*Aufgabe a*
Stimmen diese Aussagen mit dem Forenbeitrag über den Java-Datenbankfehler überein? (i) Die gemeldete Fehlermeldung enthält „Ungültiger Cursorstatus“. (ii) Mit der Klasse wird eine Oracle-Datenbank abgefragt. (iii) Das Feld con ist vom Typ Statement. Antworte jeweils mit Ja oder Nein und zitiere die entscheidenden Worte des Forenbeitrags.

*Textauszug*
# Ungültiger Cursurstatus



## Databasebeginner (18. Jan 2006)

Hallo ich habe mir eine kleine Klasse geschrieben mit der ich eine Sybase Datenbank Abfragen kann. Das Problem ist nun das ich immer folgende Fehlermeldung erhalte.

java.sql.SQLException: [Microsoft][ODBC 
Driver Manager] Ungültiger Cursorstatus 

Was läuft schief bzw. was bedeutet diese Fehlermeldung

import java.sql.Connection;
import java.sql.DriverManager;
import java.sql.ResultSet;
import java.sql.Statement;

import test.util.Messages;
import test.database.ProjektStruct;

public class EtsDataBase { 

    private Connection con;
    private Statement stmt;
    private ResultSet rSet;


    public ProjektStruct[] Projekts = null;
    public ProjektStruct currentProjekt = new ProjektStruct();
    private Messages message = new Messages();

/*Öffnet die Verbindung zu einer Datenbank*/      
    public void open()

*Auszüge aus einem Datensatz zur Punktmarkierung*
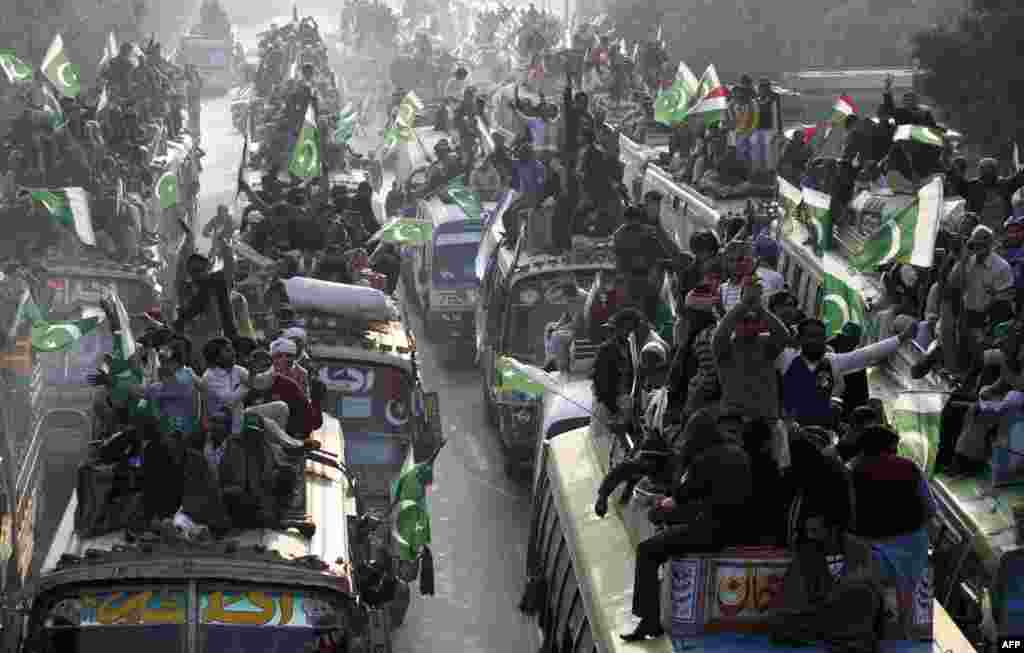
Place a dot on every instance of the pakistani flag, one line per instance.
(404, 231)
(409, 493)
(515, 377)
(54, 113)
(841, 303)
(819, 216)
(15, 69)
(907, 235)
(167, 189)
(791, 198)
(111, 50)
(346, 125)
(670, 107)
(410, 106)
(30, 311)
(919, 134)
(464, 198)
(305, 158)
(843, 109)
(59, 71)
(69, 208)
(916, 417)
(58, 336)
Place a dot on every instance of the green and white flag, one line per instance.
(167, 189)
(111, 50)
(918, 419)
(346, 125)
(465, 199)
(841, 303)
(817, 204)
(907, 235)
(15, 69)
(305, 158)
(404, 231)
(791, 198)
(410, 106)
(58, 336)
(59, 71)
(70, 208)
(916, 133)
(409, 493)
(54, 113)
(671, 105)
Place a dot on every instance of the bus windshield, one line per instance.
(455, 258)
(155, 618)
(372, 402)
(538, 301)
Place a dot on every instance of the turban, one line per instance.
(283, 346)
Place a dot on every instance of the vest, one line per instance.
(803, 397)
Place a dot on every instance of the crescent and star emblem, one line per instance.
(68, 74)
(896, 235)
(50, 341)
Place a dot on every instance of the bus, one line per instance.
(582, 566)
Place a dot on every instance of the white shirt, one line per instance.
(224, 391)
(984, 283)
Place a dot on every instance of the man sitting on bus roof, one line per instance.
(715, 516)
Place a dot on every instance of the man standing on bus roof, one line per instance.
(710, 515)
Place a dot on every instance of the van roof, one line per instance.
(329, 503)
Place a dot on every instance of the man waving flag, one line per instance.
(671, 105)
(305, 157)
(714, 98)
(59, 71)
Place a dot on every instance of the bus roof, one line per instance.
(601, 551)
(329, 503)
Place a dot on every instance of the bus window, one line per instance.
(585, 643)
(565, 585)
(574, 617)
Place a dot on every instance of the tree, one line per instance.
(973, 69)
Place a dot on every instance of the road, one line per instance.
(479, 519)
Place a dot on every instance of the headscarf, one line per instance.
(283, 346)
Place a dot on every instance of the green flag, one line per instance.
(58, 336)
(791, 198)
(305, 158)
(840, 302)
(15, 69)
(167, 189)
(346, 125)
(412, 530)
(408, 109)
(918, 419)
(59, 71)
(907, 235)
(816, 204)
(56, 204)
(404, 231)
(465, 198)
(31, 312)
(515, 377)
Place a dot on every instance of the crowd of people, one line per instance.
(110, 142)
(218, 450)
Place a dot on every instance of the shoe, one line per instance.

*Aufgabe b*
Schreib aus den Datensätzen den Abschnitt von der Zeile mit „Place a dot on every instance of the white“ bis zum Ende der Datensätze wortgetreu ab, beide Enden eingeschlossen.

*Antwort a*
(i) Ja: „Ungültiger Cursorstatus“
(ii) Nein: „mit der ich eine Sybase Datenbank Abfragen kann“
(iii) Nein: „private Connection con;“

*Antwort b*
Place a dot on every instance of the white shirt, one line per instance.
(224, 391)
(984, 283)
Place a dot on every instance of the man sitting on bus roof, one line per instance.
(715, 516)
Place a dot on every instance of the man standing on bus roof, one line per instance.
(710, 515)
Place a dot on every instance of the van roof, one line per instance.
(329, 503)
Place a dot on every instance of the man waving flag, one line per instance.
(671, 105)
(305, 157)
(714, 98)
(59, 71)
Place a dot on every instance of the bus roof, one line per instance.
(601, 551)
(329, 503)
Place a dot on every instance of the bus window, one line per instance.
(585, 643)
(565, 585)
(574, 617)
Place a dot on every instance of the tree, one line per instance.
(973, 69)
Place a dot on every instance of the road, one line per instance.
(479, 519)
Place a dot on every instance of the headscarf, one line per instance.
(283, 346)
Place a dot on every instance of the green flag, one line per instance.
(58, 336)
(791, 198)
(305, 158)
(840, 302)
(15, 69)
(167, 189)
(346, 125)
(412, 530)
(408, 109)
(918, 419)
(59, 71)
(907, 235)
(816, 204)
(56, 204)
(404, 231)
(465, 198)
(31, 312)
(515, 377)
Place a dot on every instance of the crowd of people, one line per instance.
(110, 142)
(218, 450)
Place a dot on every instance of the shoe, one line per instance.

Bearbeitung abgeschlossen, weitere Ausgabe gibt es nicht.